# [SUPPLIED MATERIAL]
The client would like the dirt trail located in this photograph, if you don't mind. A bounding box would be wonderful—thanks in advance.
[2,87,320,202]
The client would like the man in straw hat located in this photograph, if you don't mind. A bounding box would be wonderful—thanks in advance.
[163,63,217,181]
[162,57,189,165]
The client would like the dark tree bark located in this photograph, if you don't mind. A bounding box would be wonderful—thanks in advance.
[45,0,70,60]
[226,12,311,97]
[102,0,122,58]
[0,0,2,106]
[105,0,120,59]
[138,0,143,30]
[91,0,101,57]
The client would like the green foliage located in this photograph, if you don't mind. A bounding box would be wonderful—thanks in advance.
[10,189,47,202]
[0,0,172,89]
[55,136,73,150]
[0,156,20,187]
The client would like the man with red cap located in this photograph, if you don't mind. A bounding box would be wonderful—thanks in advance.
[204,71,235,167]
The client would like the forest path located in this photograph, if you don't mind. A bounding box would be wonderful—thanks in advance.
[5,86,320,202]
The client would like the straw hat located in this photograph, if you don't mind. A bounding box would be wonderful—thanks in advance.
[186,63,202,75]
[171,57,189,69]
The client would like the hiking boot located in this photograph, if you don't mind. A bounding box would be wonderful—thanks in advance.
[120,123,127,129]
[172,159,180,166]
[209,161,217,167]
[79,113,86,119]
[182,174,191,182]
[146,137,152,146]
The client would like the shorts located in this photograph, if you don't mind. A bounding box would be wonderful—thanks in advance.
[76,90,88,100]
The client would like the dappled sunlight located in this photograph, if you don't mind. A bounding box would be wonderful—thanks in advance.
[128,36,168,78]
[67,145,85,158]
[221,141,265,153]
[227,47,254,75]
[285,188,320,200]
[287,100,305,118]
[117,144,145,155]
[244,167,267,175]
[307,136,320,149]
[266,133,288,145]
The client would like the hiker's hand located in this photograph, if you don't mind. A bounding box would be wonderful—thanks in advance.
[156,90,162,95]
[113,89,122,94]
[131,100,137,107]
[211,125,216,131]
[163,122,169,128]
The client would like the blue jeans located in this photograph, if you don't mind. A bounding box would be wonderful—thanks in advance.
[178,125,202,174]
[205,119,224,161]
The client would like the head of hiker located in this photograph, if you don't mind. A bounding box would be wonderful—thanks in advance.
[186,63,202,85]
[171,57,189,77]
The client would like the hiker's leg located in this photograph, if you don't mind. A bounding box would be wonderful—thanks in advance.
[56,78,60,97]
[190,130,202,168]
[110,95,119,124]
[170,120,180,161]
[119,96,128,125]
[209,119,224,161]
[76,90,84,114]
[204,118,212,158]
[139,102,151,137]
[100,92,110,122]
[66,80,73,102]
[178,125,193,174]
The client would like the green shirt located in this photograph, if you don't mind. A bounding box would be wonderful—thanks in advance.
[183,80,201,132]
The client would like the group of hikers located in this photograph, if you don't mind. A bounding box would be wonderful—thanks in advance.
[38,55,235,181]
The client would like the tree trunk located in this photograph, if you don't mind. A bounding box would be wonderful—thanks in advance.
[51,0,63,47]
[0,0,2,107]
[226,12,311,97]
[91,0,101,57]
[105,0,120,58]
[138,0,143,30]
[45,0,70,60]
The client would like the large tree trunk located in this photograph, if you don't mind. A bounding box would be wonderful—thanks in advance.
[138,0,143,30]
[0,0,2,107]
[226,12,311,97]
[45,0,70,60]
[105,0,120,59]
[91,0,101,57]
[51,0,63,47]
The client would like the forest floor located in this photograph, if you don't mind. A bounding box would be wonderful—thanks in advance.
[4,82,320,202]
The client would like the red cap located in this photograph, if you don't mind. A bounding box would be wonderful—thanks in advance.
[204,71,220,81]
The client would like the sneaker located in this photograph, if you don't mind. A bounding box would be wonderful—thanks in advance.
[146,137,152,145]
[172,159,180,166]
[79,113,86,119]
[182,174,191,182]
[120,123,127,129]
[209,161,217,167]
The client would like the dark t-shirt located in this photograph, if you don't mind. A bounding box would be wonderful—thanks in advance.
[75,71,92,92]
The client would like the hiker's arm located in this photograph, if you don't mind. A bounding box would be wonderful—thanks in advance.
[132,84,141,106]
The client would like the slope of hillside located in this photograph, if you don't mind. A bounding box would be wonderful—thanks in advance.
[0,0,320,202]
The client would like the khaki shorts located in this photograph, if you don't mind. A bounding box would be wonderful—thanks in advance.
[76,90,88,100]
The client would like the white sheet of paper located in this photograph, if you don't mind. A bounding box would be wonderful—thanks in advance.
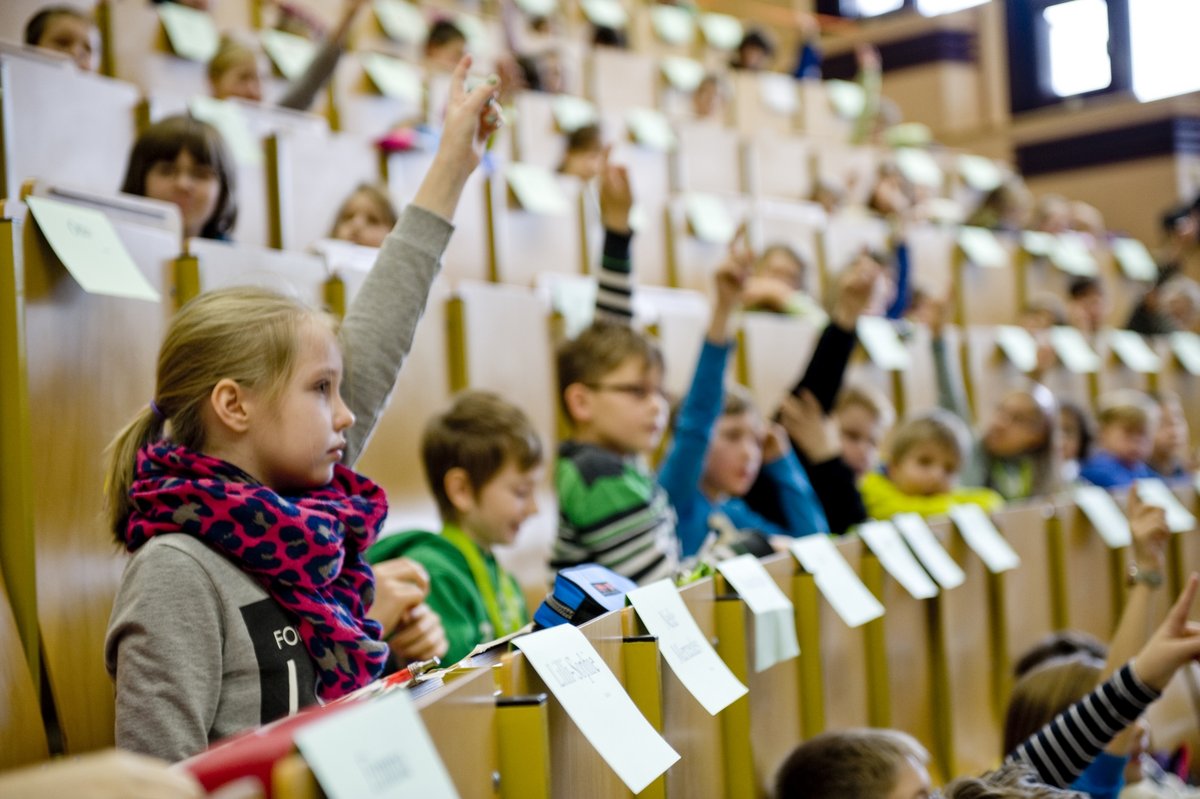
[1112,239,1158,281]
[858,316,912,372]
[25,196,162,302]
[650,6,696,46]
[625,579,746,716]
[757,72,799,115]
[188,95,263,167]
[950,505,1021,573]
[700,13,743,50]
[1109,330,1163,374]
[892,513,967,589]
[716,554,800,672]
[791,533,883,627]
[504,163,569,216]
[258,30,317,80]
[511,624,679,795]
[360,53,425,103]
[580,0,629,30]
[895,148,946,188]
[295,690,458,799]
[858,522,937,599]
[996,325,1038,372]
[158,2,221,64]
[1070,486,1133,549]
[958,152,1004,192]
[1050,325,1100,374]
[551,95,600,133]
[684,192,737,244]
[374,0,428,44]
[959,226,1008,269]
[1171,332,1200,374]
[659,55,704,94]
[1138,477,1196,533]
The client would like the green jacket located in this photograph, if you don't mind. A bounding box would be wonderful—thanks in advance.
[367,530,529,666]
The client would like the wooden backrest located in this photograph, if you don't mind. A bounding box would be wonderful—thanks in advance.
[0,51,138,198]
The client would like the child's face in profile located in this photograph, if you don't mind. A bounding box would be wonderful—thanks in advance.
[888,441,959,497]
[701,410,762,497]
[458,458,542,547]
[334,192,391,247]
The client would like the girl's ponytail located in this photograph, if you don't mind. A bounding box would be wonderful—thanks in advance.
[104,403,166,543]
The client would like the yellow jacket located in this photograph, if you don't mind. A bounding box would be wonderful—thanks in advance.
[859,471,1004,518]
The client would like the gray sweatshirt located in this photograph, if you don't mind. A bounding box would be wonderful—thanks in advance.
[104,205,452,761]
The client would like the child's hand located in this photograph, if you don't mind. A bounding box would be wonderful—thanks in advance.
[830,253,883,330]
[1133,572,1200,691]
[600,145,634,234]
[779,389,841,463]
[1129,486,1171,572]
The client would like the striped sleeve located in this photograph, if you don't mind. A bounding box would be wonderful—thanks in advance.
[595,229,634,325]
[1008,662,1158,788]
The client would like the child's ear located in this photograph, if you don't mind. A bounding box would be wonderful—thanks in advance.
[209,378,251,433]
[442,467,475,513]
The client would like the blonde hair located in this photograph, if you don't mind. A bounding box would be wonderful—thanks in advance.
[104,287,334,541]
[888,408,971,468]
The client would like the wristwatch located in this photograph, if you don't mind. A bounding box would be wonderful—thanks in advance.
[1126,563,1163,588]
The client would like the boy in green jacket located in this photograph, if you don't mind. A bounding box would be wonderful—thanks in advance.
[367,391,542,665]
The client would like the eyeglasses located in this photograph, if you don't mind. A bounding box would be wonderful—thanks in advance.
[584,383,667,402]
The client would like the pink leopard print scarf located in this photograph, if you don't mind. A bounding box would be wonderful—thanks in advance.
[125,441,388,701]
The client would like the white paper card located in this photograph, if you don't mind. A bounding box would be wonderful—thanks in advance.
[258,30,317,80]
[1138,477,1196,533]
[504,163,569,216]
[996,325,1038,372]
[1072,486,1133,549]
[513,624,679,795]
[950,505,1021,573]
[1109,330,1163,374]
[958,154,1004,192]
[295,690,458,799]
[895,148,944,188]
[1112,239,1158,281]
[716,554,800,672]
[684,193,737,244]
[858,316,912,372]
[959,227,1008,269]
[858,522,937,599]
[580,0,629,30]
[158,2,221,64]
[1050,325,1100,374]
[700,14,743,50]
[659,55,704,94]
[625,579,746,716]
[25,196,161,302]
[892,513,967,589]
[187,95,263,167]
[791,533,883,627]
[360,53,424,103]
[551,95,600,133]
[1171,332,1200,374]
[650,6,696,47]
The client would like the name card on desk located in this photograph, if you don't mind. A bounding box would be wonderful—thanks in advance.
[950,505,1021,573]
[512,624,679,793]
[892,513,966,589]
[295,691,458,799]
[25,196,161,302]
[716,554,800,672]
[858,317,912,372]
[1070,486,1133,549]
[1138,479,1196,533]
[625,579,746,716]
[858,522,937,599]
[791,533,883,627]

# [THE REQUEST]
Begin at the line containing "The client would like the white paper" and reproduce each line through the end of the records above.

# [WRITTEN ANSWER]
The client would like the white paper card located in this photograph, if you don't mind. A bounding box would be wonderful—thanks in advance.
[258,30,317,80]
[1138,477,1196,533]
[504,163,569,216]
[996,325,1038,372]
[1072,486,1133,549]
[513,624,679,795]
[950,505,1021,573]
[1109,330,1163,374]
[958,154,1004,192]
[295,690,458,799]
[895,148,944,188]
[1112,239,1158,281]
[716,554,800,672]
[684,193,737,244]
[858,316,912,372]
[959,227,1008,269]
[858,522,937,599]
[580,0,629,30]
[158,2,221,64]
[1050,325,1100,374]
[700,14,743,50]
[659,55,704,94]
[625,579,746,716]
[25,196,161,302]
[892,513,967,589]
[187,95,263,167]
[791,533,883,627]
[360,53,424,103]
[551,95,600,133]
[1171,332,1200,374]
[650,6,696,47]
The client would like the name card on desk located in this photograph, if you don't mind. A bounding box would be wonderful—thanks in advance.
[950,505,1021,573]
[512,624,679,793]
[892,513,966,589]
[295,691,458,799]
[25,196,161,302]
[716,554,800,672]
[858,317,912,372]
[1070,486,1133,549]
[1138,479,1196,533]
[625,579,746,716]
[858,522,937,599]
[791,533,883,627]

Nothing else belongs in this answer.